RECORDS SUPPLIED Block Start

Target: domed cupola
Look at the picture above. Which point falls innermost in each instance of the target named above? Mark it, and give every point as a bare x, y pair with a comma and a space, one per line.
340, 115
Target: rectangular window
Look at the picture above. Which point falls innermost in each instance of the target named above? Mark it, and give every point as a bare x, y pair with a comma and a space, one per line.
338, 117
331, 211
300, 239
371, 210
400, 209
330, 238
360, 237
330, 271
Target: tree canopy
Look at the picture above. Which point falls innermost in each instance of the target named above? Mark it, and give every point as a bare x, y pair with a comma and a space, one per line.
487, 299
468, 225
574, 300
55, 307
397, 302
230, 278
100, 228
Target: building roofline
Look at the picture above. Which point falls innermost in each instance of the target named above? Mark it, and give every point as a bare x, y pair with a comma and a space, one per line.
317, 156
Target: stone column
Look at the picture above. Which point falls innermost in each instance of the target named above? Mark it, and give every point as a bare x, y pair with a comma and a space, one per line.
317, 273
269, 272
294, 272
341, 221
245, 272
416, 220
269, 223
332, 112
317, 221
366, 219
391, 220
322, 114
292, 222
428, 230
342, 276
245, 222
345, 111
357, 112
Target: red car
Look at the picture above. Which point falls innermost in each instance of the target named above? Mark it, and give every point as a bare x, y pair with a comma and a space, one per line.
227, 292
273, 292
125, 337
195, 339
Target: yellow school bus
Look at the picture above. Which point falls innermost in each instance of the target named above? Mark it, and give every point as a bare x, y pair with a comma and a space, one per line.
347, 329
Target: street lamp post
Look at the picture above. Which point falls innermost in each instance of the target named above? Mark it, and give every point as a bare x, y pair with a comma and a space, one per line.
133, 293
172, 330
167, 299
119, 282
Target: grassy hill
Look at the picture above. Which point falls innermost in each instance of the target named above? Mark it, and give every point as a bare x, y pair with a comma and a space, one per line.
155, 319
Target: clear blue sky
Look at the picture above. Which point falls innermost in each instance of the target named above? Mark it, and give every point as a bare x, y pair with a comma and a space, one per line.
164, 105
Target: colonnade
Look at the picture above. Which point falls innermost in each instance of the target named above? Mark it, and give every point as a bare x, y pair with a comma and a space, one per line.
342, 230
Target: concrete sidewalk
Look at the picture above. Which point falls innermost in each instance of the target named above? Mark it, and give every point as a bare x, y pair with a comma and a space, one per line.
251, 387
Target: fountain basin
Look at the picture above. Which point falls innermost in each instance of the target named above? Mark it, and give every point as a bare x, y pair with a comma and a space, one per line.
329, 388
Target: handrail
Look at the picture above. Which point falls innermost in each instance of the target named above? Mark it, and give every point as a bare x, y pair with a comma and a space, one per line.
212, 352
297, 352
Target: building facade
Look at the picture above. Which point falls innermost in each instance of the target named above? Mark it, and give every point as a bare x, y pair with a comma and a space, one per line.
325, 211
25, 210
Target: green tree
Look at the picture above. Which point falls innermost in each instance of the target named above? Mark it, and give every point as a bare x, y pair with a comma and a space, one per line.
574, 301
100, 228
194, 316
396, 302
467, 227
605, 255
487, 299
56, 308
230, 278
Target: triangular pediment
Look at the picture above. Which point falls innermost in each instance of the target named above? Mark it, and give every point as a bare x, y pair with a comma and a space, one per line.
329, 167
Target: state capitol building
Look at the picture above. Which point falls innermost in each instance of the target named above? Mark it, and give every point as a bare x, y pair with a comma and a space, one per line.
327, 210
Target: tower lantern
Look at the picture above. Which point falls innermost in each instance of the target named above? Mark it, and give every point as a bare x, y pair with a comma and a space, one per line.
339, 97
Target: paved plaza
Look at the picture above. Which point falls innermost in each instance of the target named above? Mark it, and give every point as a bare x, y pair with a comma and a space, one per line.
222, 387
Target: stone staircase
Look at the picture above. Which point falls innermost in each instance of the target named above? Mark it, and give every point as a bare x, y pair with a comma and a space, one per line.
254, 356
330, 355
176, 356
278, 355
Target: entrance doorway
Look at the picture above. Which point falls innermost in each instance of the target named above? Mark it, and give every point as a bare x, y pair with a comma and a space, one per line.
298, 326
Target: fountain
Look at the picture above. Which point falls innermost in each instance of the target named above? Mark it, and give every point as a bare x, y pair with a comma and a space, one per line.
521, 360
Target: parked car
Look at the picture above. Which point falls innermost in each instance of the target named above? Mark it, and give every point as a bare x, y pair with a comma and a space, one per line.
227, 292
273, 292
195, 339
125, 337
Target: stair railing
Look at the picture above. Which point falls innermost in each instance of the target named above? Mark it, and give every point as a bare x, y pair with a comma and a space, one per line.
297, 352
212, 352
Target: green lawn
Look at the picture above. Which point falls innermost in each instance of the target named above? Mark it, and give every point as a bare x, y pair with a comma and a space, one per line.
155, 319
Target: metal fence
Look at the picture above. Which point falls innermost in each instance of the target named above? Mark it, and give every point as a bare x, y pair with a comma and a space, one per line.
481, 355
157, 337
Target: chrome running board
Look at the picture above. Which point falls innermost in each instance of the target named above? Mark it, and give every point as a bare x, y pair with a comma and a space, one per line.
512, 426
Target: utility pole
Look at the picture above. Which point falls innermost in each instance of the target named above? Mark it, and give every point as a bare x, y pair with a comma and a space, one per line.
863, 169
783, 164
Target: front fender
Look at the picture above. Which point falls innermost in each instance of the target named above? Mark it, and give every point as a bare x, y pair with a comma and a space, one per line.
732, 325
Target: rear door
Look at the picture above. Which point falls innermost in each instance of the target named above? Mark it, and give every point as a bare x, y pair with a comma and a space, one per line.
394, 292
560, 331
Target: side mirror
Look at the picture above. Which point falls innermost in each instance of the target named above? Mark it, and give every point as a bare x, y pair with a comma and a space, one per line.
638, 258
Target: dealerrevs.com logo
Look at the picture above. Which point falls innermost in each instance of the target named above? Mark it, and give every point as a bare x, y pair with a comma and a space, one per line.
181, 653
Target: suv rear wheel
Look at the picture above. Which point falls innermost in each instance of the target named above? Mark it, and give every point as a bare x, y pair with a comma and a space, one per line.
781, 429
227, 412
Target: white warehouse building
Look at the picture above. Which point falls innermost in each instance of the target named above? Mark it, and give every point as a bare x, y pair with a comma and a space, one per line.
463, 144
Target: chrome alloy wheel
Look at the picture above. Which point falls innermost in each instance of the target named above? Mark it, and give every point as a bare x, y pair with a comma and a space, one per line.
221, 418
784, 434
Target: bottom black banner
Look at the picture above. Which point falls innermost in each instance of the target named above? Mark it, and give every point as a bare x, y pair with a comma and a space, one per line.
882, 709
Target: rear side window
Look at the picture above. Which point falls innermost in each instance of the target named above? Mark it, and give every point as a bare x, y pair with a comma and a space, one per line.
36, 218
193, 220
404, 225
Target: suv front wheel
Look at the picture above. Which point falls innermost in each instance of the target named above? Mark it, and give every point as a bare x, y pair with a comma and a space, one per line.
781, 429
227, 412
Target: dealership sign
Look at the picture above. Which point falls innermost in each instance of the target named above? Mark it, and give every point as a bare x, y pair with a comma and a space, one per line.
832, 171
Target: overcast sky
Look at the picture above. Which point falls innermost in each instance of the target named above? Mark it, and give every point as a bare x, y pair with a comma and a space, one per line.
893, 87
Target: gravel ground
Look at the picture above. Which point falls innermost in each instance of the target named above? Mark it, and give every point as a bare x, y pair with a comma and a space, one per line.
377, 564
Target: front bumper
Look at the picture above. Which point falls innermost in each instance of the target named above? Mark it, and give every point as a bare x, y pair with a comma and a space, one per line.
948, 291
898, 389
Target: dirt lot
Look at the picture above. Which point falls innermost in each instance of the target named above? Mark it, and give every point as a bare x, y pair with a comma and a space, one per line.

RECORDS SUPPLIED Block End

§ **ASSIGNED TASK**: Exact reproduction is required: output the lines from the start of the entries above through the line with "Target: rectangular window".

§ **OUTPUT OF THE TASK**:
Target: domed cupola
Look at the picture above. Which point falls innermost in each instance of the target named above? Mark it, and give every point as a bare x, y pair with a comma and a space, one per line.
340, 115
Target: rectangular window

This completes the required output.